WHAT IS NEEDED: Lay out the records from the line containing "BATCH JOB #417 — Object class: dark knife" through the end of the records, inclusive, as a Markdown table with a Row column that numbers each line and a Line column that holds its text. Leave out any blank lines.

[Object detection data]
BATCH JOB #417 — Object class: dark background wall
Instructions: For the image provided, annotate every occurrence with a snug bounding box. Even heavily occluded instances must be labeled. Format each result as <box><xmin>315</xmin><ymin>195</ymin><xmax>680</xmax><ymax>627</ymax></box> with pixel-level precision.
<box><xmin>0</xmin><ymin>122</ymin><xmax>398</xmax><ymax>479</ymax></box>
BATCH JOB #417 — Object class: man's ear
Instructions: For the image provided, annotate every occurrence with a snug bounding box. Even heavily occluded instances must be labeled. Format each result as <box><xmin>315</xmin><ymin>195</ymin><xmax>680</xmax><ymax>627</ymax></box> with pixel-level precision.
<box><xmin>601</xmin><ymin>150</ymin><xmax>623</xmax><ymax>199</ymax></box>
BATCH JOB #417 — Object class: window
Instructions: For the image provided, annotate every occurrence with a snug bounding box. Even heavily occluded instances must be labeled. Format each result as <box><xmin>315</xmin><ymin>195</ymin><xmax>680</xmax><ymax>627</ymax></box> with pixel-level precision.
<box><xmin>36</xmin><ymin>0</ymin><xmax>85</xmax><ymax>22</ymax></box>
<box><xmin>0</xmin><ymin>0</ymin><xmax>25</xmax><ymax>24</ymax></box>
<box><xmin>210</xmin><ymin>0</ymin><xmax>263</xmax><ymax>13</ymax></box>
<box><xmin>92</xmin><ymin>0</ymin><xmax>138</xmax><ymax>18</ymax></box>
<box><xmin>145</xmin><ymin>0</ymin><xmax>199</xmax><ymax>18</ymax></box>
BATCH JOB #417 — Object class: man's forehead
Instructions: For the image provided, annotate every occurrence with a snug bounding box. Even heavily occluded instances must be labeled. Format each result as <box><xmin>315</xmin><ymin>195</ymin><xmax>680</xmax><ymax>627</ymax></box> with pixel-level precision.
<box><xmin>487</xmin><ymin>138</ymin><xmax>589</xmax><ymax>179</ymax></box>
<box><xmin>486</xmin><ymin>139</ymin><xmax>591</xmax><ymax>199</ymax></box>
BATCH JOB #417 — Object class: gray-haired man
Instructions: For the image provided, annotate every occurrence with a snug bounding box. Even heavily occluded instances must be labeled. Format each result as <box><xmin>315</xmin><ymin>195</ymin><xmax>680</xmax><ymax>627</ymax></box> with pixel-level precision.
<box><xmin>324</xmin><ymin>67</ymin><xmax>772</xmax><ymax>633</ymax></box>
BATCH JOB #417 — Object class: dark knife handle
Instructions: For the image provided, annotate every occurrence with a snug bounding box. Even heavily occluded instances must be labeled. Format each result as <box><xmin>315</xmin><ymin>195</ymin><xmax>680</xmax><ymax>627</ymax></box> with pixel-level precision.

OUTPUT:
| Row | Line |
|---|---|
| 1 | BATCH JOB #417 — Object class: dark knife handle |
| 2 | Instructions: For the image provided, annotate every occurrence with a snug bounding box. Even heavily occluded instances must be labeled. Format each result as <box><xmin>315</xmin><ymin>195</ymin><xmax>680</xmax><ymax>627</ymax></box> with pixel-level precision. |